_Fragmento seleccionado_
- - - - - - -

Ciertamente, es beneficioso para el artista tener una buena formación cultural (cualquiera que sea el renglón del arte en que incursiona), puesto que ésta es bienvenida en cualquier persona, máxime en un artista, pues éste nace o crece con un don que debe ser desarrollado. Ese preciado don para el que está destinado debe ser cultivado. Pero, ¿cómo? Es un misterio. No obstante, en el caso del pintor ese don debe ser alimentado, entre otras cosas, por medio del dibujo diario o frecuente. Pero también la lectura de los grandes autores ayuda sobremanera a la maestría del arte y a desarrollar la amplitud de miras del artista, de la misma manera que la vida —la experiencia que ha vivido el artista, sus aciertos y desaciertos— enriquece el oficio de un modo incalculable. Así nace la cosmovisión del artista, la forma en que él mismo ve la vida, el mundo, todo lo que le rodea… Traemos esto a colación porque, por ejemplo, el artista plástico Raf Nepomuceno es, además de buen pintor, un joven con una sólida formación cultural. Es un gran amante de los libros y su biblioteca personal es inmensa. De manera que ese gran amor que él siente por los libros es parte de su cultura, de su modo de vida, de su arte.
Prueba de ello es una pieza artística que dio a conocer en 2022: acrílica en formato de extensión 53 × 61 cuyo título es Aguas del Caribe del hombre dominicano: Eterno retorno y los cuatro elementos. A simple vista, el título podría parecer extenso y hasta confuso. Sin embargo, es todo lo contrario: el título es breve y esclarecedor (incluso necesario), y para saberlo bastaría con analizar el cuadro y volver a leer el título. Es un título tan necesario a este cuadro como necesario fue que Augusto Monterroso titulara El dinosaurio de ese modo y no de otro; o como el título del Ulises de Joyce, o sobre todo como en los cuadros La joven de la perla de Vermeer y La mancha roja de Joan Miró que hacen alusión directa al punto focal de la obra. En todas estas piezas mencionadas —incluida la de Raf Nepomuceno, por supuesto— existe interconexión entre el título y su contenido. Es la intercomunicación o la intertextualidad título-contenido de una obra de arte. De este modo el material trabajado queda enriquecido sobremanera. El título sirve de pista a la salida de ese laberinto que constituye toda obra pictórica bien lograda. Dicho de otro modo: El título puede ser la pieza clave para armar el rompecabezas de una obra de arte.

- - - - - - -

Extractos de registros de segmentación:

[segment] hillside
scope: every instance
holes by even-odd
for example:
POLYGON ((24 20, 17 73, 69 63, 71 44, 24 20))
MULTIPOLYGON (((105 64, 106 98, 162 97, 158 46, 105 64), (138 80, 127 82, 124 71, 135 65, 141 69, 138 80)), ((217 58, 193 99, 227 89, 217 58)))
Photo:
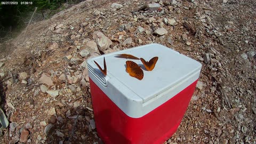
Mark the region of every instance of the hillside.
POLYGON ((0 143, 102 143, 87 59, 154 43, 203 65, 165 143, 255 143, 255 10, 253 0, 89 0, 30 24, 0 43, 1 106, 10 122, 0 143), (107 46, 97 46, 97 35, 107 46))

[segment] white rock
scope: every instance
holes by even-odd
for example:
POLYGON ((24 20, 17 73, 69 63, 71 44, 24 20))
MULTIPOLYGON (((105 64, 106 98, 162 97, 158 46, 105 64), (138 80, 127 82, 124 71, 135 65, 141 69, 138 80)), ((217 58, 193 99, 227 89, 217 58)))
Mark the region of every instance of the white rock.
POLYGON ((28 74, 26 72, 21 73, 19 76, 20 81, 24 80, 28 77, 28 74))
POLYGON ((4 76, 5 74, 4 72, 0 73, 0 76, 3 77, 4 76))
POLYGON ((80 65, 80 66, 85 68, 86 67, 86 64, 87 64, 87 61, 86 60, 84 61, 82 63, 81 65, 80 65))
POLYGON ((175 5, 177 4, 177 1, 175 0, 171 0, 171 4, 172 5, 175 5))
POLYGON ((93 15, 94 15, 95 16, 99 15, 100 15, 100 12, 97 10, 95 10, 93 12, 93 15))
POLYGON ((83 62, 83 60, 82 59, 81 59, 78 58, 73 57, 73 58, 71 58, 70 61, 74 62, 76 63, 76 64, 79 65, 79 64, 81 64, 83 62))
POLYGON ((112 5, 111 5, 111 7, 115 9, 116 10, 119 10, 123 7, 123 5, 119 4, 113 3, 112 5))
POLYGON ((0 68, 4 66, 4 62, 0 62, 0 68))
POLYGON ((241 57, 243 59, 247 60, 248 59, 248 56, 245 53, 243 53, 241 54, 241 57))
POLYGON ((248 55, 248 57, 250 58, 252 58, 255 54, 256 54, 256 51, 248 51, 247 52, 247 55, 248 55))
POLYGON ((59 131, 56 131, 56 133, 57 134, 57 135, 60 137, 61 137, 61 138, 63 138, 64 137, 64 134, 63 134, 63 133, 59 131))
POLYGON ((198 81, 197 83, 196 84, 196 87, 200 90, 203 90, 204 86, 204 83, 202 82, 198 81))
POLYGON ((118 50, 111 50, 111 49, 107 50, 104 51, 104 53, 105 53, 105 54, 110 53, 113 53, 113 52, 116 52, 118 50))
POLYGON ((28 82, 27 82, 27 81, 26 81, 25 80, 22 80, 22 81, 21 81, 21 83, 26 84, 28 83, 28 82))
POLYGON ((98 51, 97 44, 94 42, 94 41, 88 41, 86 43, 86 47, 89 47, 95 51, 98 51))
POLYGON ((90 125, 92 127, 92 129, 94 130, 96 128, 96 125, 95 125, 95 122, 93 119, 90 120, 90 125))
POLYGON ((127 44, 131 44, 132 43, 132 38, 131 37, 129 37, 129 38, 125 39, 125 40, 124 40, 124 41, 123 42, 123 43, 122 43, 122 45, 124 46, 126 46, 127 44))
POLYGON ((175 26, 176 25, 176 21, 172 19, 168 19, 168 25, 172 26, 175 26))
POLYGON ((59 77, 59 79, 63 81, 66 81, 65 74, 62 74, 61 75, 60 75, 60 76, 59 77))
POLYGON ((139 32, 140 33, 142 33, 142 32, 144 32, 144 31, 145 31, 145 29, 139 26, 138 28, 138 31, 139 31, 139 32))
POLYGON ((79 54, 80 54, 80 55, 81 55, 82 57, 84 58, 89 55, 90 52, 87 50, 83 50, 79 53, 79 54))
POLYGON ((37 94, 39 93, 39 89, 36 89, 35 90, 35 92, 34 92, 34 96, 36 96, 37 94))
POLYGON ((209 63, 211 57, 210 57, 210 54, 208 53, 204 53, 203 55, 204 61, 205 63, 209 63))
POLYGON ((51 50, 55 50, 59 48, 59 44, 54 42, 50 46, 49 48, 51 50))
POLYGON ((75 109, 76 109, 77 108, 78 108, 81 105, 81 104, 80 104, 80 103, 78 101, 76 101, 76 102, 74 102, 74 103, 73 103, 73 107, 75 109))
POLYGON ((43 93, 45 93, 48 90, 47 86, 44 84, 42 84, 41 85, 41 86, 40 86, 40 89, 41 90, 41 91, 43 93))
POLYGON ((72 55, 68 55, 65 56, 65 57, 64 57, 64 59, 65 59, 65 60, 70 60, 71 58, 72 58, 72 55))
POLYGON ((186 43, 186 44, 187 45, 190 45, 192 43, 191 42, 187 42, 187 43, 186 43))
POLYGON ((99 49, 102 51, 106 50, 113 44, 111 40, 100 31, 95 31, 93 33, 93 39, 97 44, 99 49))
POLYGON ((53 98, 55 98, 58 95, 59 95, 59 91, 60 90, 47 91, 46 93, 48 93, 48 94, 49 94, 53 98))
POLYGON ((43 121, 40 122, 40 125, 41 126, 46 126, 47 125, 46 122, 45 122, 45 121, 43 121))
POLYGON ((48 114, 50 116, 52 116, 56 114, 56 111, 55 110, 55 108, 51 108, 48 111, 48 114))
POLYGON ((53 82, 51 78, 51 76, 46 73, 43 73, 41 77, 39 79, 38 83, 39 84, 45 84, 48 86, 52 86, 53 85, 53 82))
POLYGON ((160 36, 162 36, 164 34, 167 34, 167 33, 168 31, 164 28, 158 28, 154 32, 155 34, 156 34, 160 36))
POLYGON ((58 29, 58 28, 63 28, 63 24, 58 25, 55 28, 58 29))
POLYGON ((148 4, 148 7, 149 11, 156 11, 161 6, 158 3, 153 3, 148 4))
POLYGON ((45 126, 44 130, 44 134, 45 134, 45 136, 47 137, 50 134, 51 130, 54 127, 54 125, 52 124, 49 124, 46 126, 45 126))
POLYGON ((75 87, 73 85, 68 85, 68 88, 71 90, 71 91, 73 92, 76 92, 76 87, 75 87))

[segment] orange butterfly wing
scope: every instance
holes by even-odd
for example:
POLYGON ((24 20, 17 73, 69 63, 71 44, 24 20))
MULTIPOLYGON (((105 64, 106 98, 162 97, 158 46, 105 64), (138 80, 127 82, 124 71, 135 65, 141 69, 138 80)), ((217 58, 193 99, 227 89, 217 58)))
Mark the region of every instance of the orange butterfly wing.
POLYGON ((140 60, 142 62, 144 67, 148 71, 151 71, 155 68, 156 62, 158 60, 158 57, 155 57, 151 59, 149 62, 146 61, 143 58, 140 58, 140 60))
POLYGON ((94 60, 94 61, 95 64, 97 65, 98 67, 100 70, 100 71, 101 71, 103 74, 105 76, 106 76, 107 75, 107 65, 106 65, 105 57, 104 57, 104 69, 102 69, 101 67, 100 66, 100 65, 99 65, 99 64, 98 64, 98 63, 96 61, 95 61, 95 60, 94 60))
POLYGON ((143 70, 137 63, 132 61, 126 61, 126 71, 131 76, 141 80, 144 76, 143 70))

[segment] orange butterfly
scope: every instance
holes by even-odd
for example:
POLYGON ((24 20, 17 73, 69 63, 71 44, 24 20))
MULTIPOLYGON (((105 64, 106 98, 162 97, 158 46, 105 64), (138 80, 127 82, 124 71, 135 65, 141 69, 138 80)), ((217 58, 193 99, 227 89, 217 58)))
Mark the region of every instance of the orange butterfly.
POLYGON ((151 71, 156 66, 156 62, 158 60, 158 57, 155 57, 151 59, 149 61, 146 61, 143 58, 140 58, 140 60, 143 63, 144 67, 148 71, 151 71))
POLYGON ((99 64, 98 64, 98 63, 96 61, 95 61, 95 60, 94 60, 94 61, 95 62, 95 64, 97 65, 98 67, 100 69, 100 71, 101 71, 103 74, 104 74, 105 76, 106 76, 107 75, 107 66, 106 65, 105 57, 104 57, 104 69, 102 69, 100 67, 100 65, 99 65, 99 64))
POLYGON ((139 60, 138 58, 134 57, 131 54, 119 54, 116 55, 116 57, 120 58, 125 58, 125 59, 134 59, 134 60, 139 60))
POLYGON ((144 76, 143 70, 140 66, 132 61, 126 61, 126 72, 131 76, 134 77, 139 80, 141 80, 144 76))

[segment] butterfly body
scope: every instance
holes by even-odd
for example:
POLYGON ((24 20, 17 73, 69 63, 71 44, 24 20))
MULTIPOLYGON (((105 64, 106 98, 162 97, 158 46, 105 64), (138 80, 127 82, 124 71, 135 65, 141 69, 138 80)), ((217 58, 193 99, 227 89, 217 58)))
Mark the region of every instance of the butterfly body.
POLYGON ((156 62, 158 60, 158 57, 155 57, 151 59, 149 61, 146 61, 143 58, 140 58, 140 60, 142 62, 145 68, 148 71, 151 71, 155 68, 156 62))
POLYGON ((144 76, 143 70, 140 66, 132 61, 126 61, 126 72, 131 76, 134 77, 139 80, 141 80, 144 76))
POLYGON ((100 65, 99 65, 99 64, 98 64, 98 63, 96 61, 95 61, 95 60, 94 61, 95 64, 96 64, 96 65, 97 65, 98 67, 100 70, 100 71, 102 73, 102 74, 105 76, 106 76, 107 75, 107 65, 106 65, 105 57, 104 57, 104 61, 103 61, 103 62, 104 62, 104 69, 102 69, 101 68, 101 67, 100 66, 100 65))

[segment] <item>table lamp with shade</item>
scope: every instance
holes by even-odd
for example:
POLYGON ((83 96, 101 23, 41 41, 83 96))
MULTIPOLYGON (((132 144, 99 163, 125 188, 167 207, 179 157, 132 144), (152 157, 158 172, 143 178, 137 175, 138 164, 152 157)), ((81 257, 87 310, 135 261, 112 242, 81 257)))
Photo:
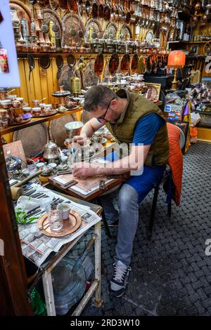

- - - - - - -

_Enunciado_
Responde estas preguntas a partir del texto sobre Raf Nepomuceno:
1. Según el texto, ¿por medio de qué debe alimentarse, entre otras cosas, el don del pintor?
2. ¿En qué año dio a conocer Raf Nepomuceno su pieza acrílica?
3. ¿Qué medidas tiene el formato de esa pieza?

_Respuesta_
1. Por medio del dibujo diario o frecuente.
2. En 2022.
3. 53 × 61.